-- Start of Extract --
Monday, February 05, 2007

On feminism

One of Ms Magazine’s founding daughters was at Houston. She gave the impression of being embarrassed to have a mother who had so harmed the earth as to create Ms. Magazine, an impression of ambivalence instead of pride. I was a young feminist at the beginning then gave up thinking about it for a long time. I wanted to write short fiction, and I wanted my characters to remind readers of real and colorful and interesting people, not to be mouthpieces for a viewpoint. Now I go back to it -- when human rights are abridged, characters can go along inside it.

Ironically, since I don't get along with women as well as I used to, going to feminism again is like creating old friendships with people I've never met. Women act brusquely. I'm not mistaken about it; I just don't know what is causing it because I am open to them, for example, at church. Our transsexual is the prima donna there, and she is a "jealous female." I try to stay as open as possible to every type of person, but I doubt being the male-most-revered-female IS feminist. She thinks "like a woman" so she, like the rest of us, copies other women. Her boobs are bigger than mine (of course). What does she really know about being average?

True, I knew famous writers, but I am reluctant to put that on the table, since writers are actually like turtles and they hide. They want to be known past their deaths -- they are introverts who demand public attention.

I've gotten two great pieces of writing advice in the past two weeks, both from women I met or knew well, and it directs me in what I am doing -- so it is amazing. The two pieces of advice were (are): 1.) always ask why you are telling the reader something and 2.) cut unnecessary words.

Cutting unnecessary words is more a reminder than new advice, and it's intensely difficult to realize at times what unnecessary IS -- if you cut too much, you realize writing is unnecessary -- and some repetition is needed for music, rhythm, and kindness. Exact word counts are good for discipline.

Last year -- more than a year ago now -- the geo. prof. wanted someone to clean his huge house and to work the farm and for me to give up my ambition to return to basic college teaching. We sparred a little over it, our time together was brief, and he probably kept searching for someone and had a good or a lonely year. He was so busy in his life, he was too busy really to get lonely, but even busy people get lonely deep-down. I rebelled against what he was looking for since my mother was emphasizing housecleaning far too much, and the least humane people in the suburbs I had met did that -- thought everything revolved around perfectionist cleaning.

I believe cleaning is a normal action to take, and it's needed; a clean place cheers people up. It got maligned, and world fights ensue over it. Cleaning is gentle. I began to think about cleaning more -- I don't want to be one of the perfectionists.

Cruelty in perfectionists is related to feminism, because those women are women's antagonists and dislike women -- that type only likes her own son for what power it gives her. The son may be any type, but to her he has value and daughters do not, and also that type of woman competes with other mothers. They want to press you into stupid service for them because they gave birth to a son, and you didn't. They don't recognize your education.
-- End of Extract --
[Tasks to complete]:
**a.** For each statement, say yes or no as to whether the post on feminism supports it, and quote the words of the post that decide it. (i) The writer got both recent pieces of writing advice from men. (ii) The writer considers exact word counts good for discipline. (iii) The writer describes cleaning as gentle.
**b.** Answer from the post on feminism:
(i) Who connected with Ms Magazine was at Houston?
(ii) What did the geo. prof. want the writer to give up?
(iii) Whom does the perfectionist type of woman only like?
**c.** Quote the part of the post on feminism that opens with the words containing "On feminism" and closes with "along inside it.".
Answer from the post alone.
-- Start of Data extract --
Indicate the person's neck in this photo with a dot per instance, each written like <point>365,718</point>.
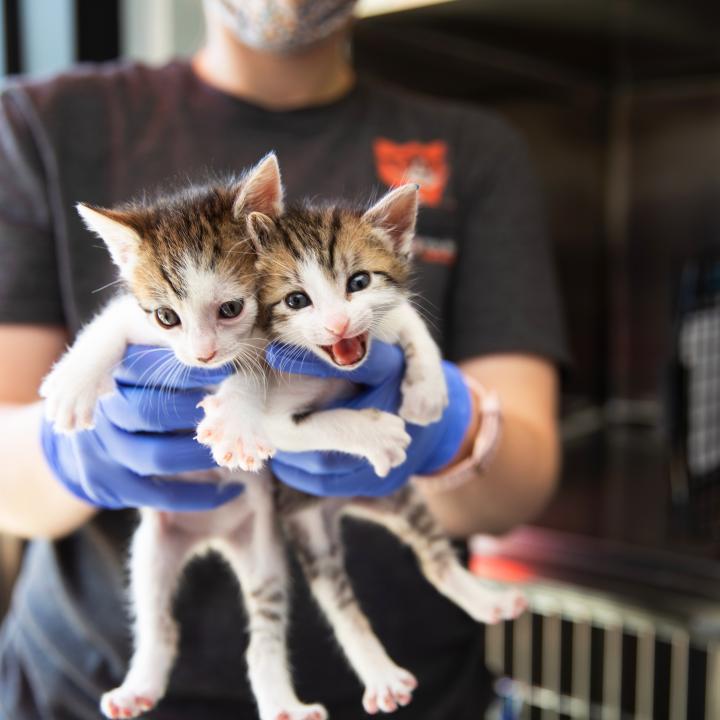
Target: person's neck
-- End of Data extract --
[Answers per task]:
**a.**
(i) No: "both from women I met or knew well"
(ii) Yes: "Exact word counts are good for discipline."
(iii) Yes: "Cleaning is gentle."

**b.**
(i) One of Ms Magazine's founding daughters.
(ii) Her ambition to return to basic college teaching.
(iii) Her own son.

**c.**
On feminism

One of Ms Magazine’s founding daughters was at Houston. She gave the impression of being embarrassed to have a mother who had so harmed the earth as to create Ms. Magazine, an impression of ambivalence instead of pride. I was a young feminist at the beginning then gave up thinking about it for a long time. I wanted to write short fiction, and I wanted my characters to remind readers of real and colorful and interesting people, not to be mouthpieces for a viewpoint. Now I go back to it -- when human rights are abridged, characters can go along inside it.